--- EXTRAIT DU DOCUMENT ---
□ □ □ □ □

D’autres que lui auraient sans doute jeté l’éponge, tant le mal était profond. Mais, taillé dans le roc, têtu et obstiné, il relève le défi. En travaillant, notamment, ses approches afin de limiter le nombre de coups sur les greens. D’une précision diabolique, Langer devient le roi du pitching wedge et du sandwedge. A moins de cent mètres du trou, il colle systématiquement – ou presque – les balles au drapeau. A tout prendre, il préfère même se retrouver dans un bunker profond  plutôt qu’à deux mètres du trou, histoire de ne pas devoir sortir son putter du sac !

Au fil des ans, Langer se fait néanmoins un devoir de travailler son putting. Il  « invente » de nouveaux grips pour mieux maîtriser ses coups. Et il est l’un des premiers à utiliser, en 1996, des putters de grande dimension. A l’arrivée, il solutionne partiellement son problème, affichant même de belles statistiques dans ce secteur clé du jeu. Eureka !

 

Le cru 1985

L’Amérique entière se souvient encore de sa remontée fantastique lors du Masters de 1985. Devancé par Curtis Strange, Ray Floyd et Severiano Ballesteros au neuvième trou du dernier tour, l’Allemand signe un retour magique et collectionne les birdies pour s’imposer avec deux coups d’avance sur ses trois rivaux.

□ □ □ □ □

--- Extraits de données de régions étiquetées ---

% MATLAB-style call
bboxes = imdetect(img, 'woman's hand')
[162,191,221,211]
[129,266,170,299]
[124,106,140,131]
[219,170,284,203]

□ □ □ □ □

--- À FAIRE ---
A: Change "grips" en "prises" dans le passage de l'extrait sur Langer qui va de "Au fil des ans, Langer" à "du jeu. Eureka !", puis recopie ce passage.
B: Imprime à l'identique toutes les lignes des enregistrements.
Ces enregistrements n'ont aucun rapport avec le texte.

--- LISTE DES RÉPONSES ---
A:
Au fil des ans, Langer se fait néanmoins un devoir de travailler son putting. Il  « invente » de nouveaux prises pour mieux maîtriser ses coups. Et il est l’un des premiers à utiliser, en 1996, des putters de grande dimension. A l’arrivée, il solutionne partiellement son problème, affichant même de belles statistiques dans ce secteur clé du jeu. Eureka !

B:
% MATLAB-style call
bboxes = imdetect(img, 'woman's hand')
[162,191,221,211]
[129,266,170,299]
[124,106,140,131]
[219,170,284,203]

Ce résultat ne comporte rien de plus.